Reprenez le passage fourni depuis « Le lendemain Mgr » jusqu'à « publique et sociale. », en substituant « mes fidèles » à « mes ouailles ».

### PASSAGE FOURNI
•••••

Le lendemain Mgr Alexandre a explicité sa pensée par écrit : « Les questions débattues par mes contemporains concernent des problèmes de l’apologétique, à savoir : la fin du monde, les origines de l’homme, sa création par Dieu, la réalité historique du christianisme, l’immortalité de l’âme. Les questions relatives à la religion sont des théories scientifiques concernant les vérités religieuses mentionnées ci-dessus. Le but que je poursuivais dans mes homélies consistait à trouver la vérité dans des théories scientifiques et à prouver à mes ouailles la vertu de l’enseignement orthodoxe en la matière. Je ne traite pas des questions relevant de la vie politique, publique et sociale.

•••••

### LISTE DES ENTRÉES

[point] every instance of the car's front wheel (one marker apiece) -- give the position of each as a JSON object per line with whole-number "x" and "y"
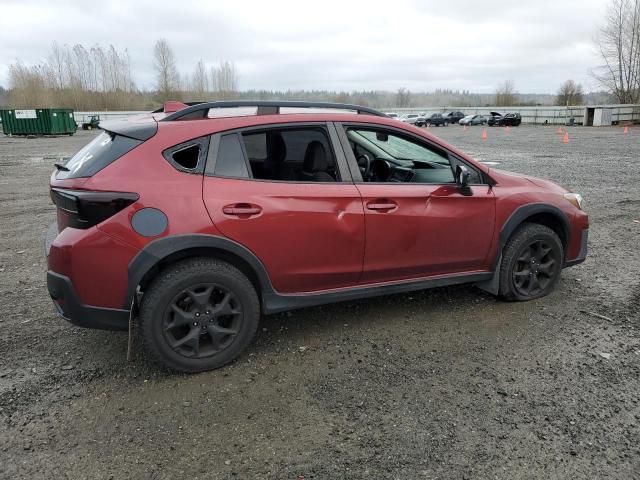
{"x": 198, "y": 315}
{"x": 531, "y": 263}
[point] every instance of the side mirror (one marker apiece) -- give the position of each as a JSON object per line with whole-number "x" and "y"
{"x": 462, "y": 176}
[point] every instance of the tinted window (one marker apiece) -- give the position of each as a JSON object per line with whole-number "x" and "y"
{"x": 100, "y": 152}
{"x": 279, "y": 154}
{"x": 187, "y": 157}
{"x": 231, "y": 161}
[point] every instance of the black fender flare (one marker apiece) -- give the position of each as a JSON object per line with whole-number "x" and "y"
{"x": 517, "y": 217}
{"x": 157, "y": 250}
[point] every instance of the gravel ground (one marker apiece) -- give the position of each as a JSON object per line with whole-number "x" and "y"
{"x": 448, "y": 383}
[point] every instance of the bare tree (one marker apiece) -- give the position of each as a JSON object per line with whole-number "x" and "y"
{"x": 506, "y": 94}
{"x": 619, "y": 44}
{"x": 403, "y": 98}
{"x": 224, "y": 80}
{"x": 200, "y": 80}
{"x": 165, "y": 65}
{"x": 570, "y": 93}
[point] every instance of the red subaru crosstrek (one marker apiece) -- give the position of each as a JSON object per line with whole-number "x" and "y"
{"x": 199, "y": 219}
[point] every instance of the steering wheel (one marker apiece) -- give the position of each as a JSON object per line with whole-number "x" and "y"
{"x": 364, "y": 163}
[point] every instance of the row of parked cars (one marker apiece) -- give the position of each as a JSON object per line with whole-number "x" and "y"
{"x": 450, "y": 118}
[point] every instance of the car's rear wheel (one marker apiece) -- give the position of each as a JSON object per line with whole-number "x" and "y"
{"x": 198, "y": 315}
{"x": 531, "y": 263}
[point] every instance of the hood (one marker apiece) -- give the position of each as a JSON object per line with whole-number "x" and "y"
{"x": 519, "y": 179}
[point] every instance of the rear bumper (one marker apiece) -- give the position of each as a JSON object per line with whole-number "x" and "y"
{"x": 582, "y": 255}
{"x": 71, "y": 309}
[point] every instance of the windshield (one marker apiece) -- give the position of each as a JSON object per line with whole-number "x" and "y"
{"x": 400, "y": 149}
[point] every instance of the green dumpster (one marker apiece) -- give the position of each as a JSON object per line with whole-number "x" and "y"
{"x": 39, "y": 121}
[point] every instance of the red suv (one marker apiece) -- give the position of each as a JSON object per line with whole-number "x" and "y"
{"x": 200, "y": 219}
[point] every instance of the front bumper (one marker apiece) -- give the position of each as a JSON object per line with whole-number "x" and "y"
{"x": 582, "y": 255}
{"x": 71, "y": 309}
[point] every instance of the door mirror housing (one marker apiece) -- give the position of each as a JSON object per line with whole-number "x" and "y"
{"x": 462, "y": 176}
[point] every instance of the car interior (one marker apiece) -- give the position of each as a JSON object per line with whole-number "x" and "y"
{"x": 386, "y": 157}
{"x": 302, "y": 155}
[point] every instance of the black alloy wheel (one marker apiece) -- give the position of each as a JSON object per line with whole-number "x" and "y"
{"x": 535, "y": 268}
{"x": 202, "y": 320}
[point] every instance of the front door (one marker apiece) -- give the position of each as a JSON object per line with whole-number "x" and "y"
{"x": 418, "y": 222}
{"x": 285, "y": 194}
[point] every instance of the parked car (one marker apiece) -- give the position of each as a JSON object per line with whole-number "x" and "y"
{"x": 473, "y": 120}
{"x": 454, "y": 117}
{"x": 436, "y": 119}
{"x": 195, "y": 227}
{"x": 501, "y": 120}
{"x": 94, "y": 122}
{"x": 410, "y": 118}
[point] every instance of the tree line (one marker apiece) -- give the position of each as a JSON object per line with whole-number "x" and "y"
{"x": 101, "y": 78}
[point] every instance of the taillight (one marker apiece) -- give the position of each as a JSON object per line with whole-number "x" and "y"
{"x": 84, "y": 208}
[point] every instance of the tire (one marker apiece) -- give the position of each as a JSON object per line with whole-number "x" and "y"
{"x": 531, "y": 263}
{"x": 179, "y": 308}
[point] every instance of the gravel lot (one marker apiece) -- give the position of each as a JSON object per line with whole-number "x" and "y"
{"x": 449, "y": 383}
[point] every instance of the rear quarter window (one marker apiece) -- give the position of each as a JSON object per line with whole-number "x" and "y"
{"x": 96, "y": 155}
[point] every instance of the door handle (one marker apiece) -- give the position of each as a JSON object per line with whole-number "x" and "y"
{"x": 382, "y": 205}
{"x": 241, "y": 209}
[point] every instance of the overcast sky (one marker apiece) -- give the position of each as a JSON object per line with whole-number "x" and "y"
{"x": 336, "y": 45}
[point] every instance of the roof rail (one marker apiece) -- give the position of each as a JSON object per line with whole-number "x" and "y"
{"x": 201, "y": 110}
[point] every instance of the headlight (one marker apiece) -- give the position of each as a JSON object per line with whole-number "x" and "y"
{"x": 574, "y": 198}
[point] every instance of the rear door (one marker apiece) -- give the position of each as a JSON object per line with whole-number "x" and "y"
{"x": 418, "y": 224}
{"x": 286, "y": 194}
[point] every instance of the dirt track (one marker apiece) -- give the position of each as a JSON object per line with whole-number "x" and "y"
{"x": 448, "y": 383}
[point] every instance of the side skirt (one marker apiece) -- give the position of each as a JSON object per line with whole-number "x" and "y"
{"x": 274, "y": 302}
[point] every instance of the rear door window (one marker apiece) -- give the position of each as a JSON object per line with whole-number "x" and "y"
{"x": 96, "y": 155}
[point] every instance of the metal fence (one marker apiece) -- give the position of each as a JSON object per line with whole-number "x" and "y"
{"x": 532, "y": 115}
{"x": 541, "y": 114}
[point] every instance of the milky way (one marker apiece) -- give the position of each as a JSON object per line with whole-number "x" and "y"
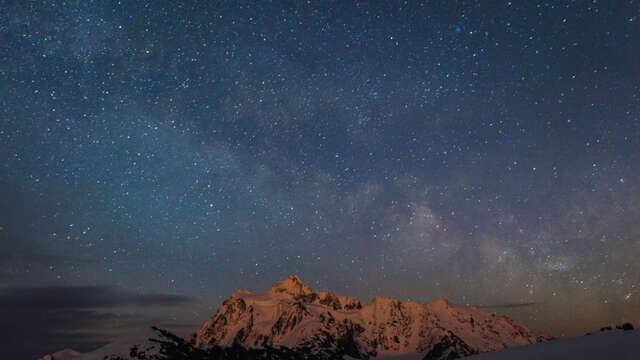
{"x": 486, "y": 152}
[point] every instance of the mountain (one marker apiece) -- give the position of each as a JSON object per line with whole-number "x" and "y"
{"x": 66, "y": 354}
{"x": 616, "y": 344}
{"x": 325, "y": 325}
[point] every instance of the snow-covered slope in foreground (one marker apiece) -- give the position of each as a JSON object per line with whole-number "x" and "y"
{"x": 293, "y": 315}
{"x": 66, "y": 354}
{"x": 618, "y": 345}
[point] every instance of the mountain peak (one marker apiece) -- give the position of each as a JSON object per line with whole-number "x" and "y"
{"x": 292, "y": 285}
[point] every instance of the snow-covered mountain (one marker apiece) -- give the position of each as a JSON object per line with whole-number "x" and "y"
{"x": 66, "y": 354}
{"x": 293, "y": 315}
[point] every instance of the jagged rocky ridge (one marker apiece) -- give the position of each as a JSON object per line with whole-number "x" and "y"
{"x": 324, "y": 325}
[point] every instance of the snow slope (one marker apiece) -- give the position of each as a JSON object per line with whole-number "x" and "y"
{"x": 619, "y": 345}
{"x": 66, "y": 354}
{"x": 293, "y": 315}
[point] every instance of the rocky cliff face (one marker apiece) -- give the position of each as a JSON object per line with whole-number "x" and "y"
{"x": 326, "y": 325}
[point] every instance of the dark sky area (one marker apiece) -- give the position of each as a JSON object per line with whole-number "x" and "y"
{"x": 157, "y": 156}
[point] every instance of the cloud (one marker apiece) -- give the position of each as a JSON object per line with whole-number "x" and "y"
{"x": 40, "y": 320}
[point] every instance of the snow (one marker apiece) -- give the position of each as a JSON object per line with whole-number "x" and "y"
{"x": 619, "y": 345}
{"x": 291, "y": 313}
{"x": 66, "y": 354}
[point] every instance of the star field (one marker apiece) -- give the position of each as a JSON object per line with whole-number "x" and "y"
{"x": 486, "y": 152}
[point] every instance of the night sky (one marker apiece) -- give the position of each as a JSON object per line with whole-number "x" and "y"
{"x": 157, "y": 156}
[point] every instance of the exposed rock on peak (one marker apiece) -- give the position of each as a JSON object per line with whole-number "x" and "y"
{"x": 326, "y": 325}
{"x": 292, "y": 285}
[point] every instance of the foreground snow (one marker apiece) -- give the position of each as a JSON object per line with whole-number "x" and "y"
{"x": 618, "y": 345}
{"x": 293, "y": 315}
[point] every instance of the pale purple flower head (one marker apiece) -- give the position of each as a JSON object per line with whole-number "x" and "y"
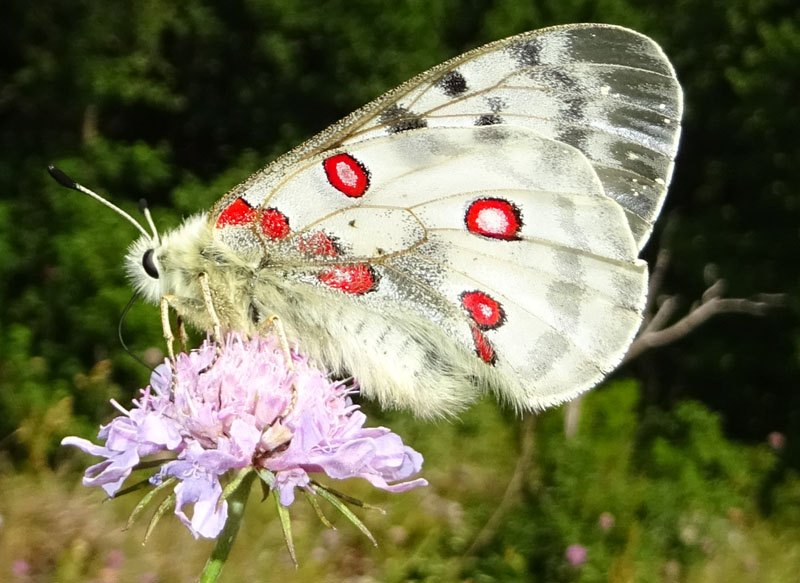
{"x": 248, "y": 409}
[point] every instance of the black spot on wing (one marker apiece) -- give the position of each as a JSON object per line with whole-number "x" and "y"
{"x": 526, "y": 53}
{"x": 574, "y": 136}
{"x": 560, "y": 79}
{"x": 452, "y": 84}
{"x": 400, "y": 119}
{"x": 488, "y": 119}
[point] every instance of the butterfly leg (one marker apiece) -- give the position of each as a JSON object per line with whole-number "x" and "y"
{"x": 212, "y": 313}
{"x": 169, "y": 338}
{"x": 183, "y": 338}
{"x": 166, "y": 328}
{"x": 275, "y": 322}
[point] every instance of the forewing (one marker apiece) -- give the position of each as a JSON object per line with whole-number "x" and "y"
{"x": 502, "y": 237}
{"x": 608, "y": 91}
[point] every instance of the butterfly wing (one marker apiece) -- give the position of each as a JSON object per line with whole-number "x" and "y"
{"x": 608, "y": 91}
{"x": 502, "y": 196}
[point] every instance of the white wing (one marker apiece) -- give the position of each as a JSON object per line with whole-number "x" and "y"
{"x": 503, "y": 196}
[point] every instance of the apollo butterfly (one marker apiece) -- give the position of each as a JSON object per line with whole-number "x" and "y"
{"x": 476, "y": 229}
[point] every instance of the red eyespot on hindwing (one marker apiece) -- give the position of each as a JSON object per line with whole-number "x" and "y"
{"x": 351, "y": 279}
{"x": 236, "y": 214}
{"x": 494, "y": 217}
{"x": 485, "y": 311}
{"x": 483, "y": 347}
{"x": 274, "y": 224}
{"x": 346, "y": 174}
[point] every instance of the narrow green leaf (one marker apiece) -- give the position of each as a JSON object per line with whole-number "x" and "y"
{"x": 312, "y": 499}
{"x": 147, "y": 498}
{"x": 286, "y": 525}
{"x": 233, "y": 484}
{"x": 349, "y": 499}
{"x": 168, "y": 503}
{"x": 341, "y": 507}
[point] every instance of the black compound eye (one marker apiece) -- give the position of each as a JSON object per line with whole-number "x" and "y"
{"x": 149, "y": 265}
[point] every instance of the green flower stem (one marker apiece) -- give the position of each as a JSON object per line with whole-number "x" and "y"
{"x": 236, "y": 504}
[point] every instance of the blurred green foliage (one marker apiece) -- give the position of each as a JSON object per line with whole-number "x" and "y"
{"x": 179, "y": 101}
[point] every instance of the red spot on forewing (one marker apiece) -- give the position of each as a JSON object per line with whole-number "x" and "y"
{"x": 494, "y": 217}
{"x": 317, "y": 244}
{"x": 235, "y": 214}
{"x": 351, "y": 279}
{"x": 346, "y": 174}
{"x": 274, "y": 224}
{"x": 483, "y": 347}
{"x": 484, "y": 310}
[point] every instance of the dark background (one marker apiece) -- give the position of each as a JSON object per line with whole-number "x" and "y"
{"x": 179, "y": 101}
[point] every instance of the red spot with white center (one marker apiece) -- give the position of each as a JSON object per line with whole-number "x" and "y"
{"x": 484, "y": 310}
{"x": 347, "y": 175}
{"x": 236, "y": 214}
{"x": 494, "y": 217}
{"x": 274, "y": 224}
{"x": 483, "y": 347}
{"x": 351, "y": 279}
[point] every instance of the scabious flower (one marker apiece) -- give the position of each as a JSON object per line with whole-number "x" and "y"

•••••

### RÉPONSE RÉDIGÉE
Le lendemain Mgr Alexandre a explicité sa pensée par écrit : « Les questions débattues par mes contemporains concernent des problèmes de l’apologétique, à savoir : la fin du monde, les origines de l’homme, sa création par Dieu, la réalité historique du christianisme, l’immortalité de l’âme. Les questions relatives à la religion sont des théories scientifiques concernant les vérités religieuses mentionnées ci-dessus. Le but que je poursuivais dans mes homélies consistait à trouver la vérité dans des théories scientifiques et à prouver à mes fidèles la vertu de l’enseignement orthodoxe en la matière. Je ne traite pas des questions relevant de la vie politique, publique et sociale.